__GIVEN EXERCISE__. Copy the text lines of the records below word for word, leaving out the pictures.

__INPUT FOR THIS TASK__.

— Start —

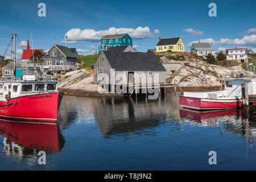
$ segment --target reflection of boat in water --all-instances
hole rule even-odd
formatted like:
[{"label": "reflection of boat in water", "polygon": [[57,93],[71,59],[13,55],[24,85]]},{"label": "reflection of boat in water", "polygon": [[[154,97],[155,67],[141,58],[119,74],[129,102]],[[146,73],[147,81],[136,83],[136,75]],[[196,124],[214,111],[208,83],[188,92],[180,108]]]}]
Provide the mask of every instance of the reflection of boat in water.
[{"label": "reflection of boat in water", "polygon": [[236,109],[241,106],[245,85],[248,87],[248,94],[255,94],[255,78],[229,78],[224,82],[225,89],[222,91],[184,92],[180,97],[180,106],[195,110]]},{"label": "reflection of boat in water", "polygon": [[6,155],[38,151],[58,152],[64,143],[56,125],[0,120],[0,134],[3,136],[3,152]]},{"label": "reflection of boat in water", "polygon": [[200,121],[203,119],[216,118],[224,115],[236,115],[241,114],[241,110],[236,109],[221,110],[200,111],[199,110],[180,109],[180,115],[181,118]]}]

— End —

__RESULT OF THE TASK__.
$ segment --target reflection of boat in water --all-instances
hole rule even-odd
formatted like:
[{"label": "reflection of boat in water", "polygon": [[57,93],[71,59],[13,55],[24,85]]},{"label": "reflection of boat in water", "polygon": [[[154,97],[155,67],[141,58],[119,74],[129,102]],[[146,73],[147,81],[136,83],[136,75]],[[196,124],[214,111],[208,83],[188,92],[180,108]]]}]
Provide the mask of every instance of the reflection of boat in water.
[{"label": "reflection of boat in water", "polygon": [[236,109],[241,106],[245,85],[248,87],[248,94],[255,94],[255,78],[229,78],[224,82],[225,89],[222,91],[184,92],[180,97],[180,106],[195,110]]},{"label": "reflection of boat in water", "polygon": [[6,155],[38,151],[58,152],[64,143],[56,125],[0,120],[0,134],[3,136],[3,152]]},{"label": "reflection of boat in water", "polygon": [[200,121],[203,119],[216,118],[224,115],[236,115],[241,114],[241,110],[236,109],[221,110],[200,111],[199,110],[180,109],[180,115],[181,118]]}]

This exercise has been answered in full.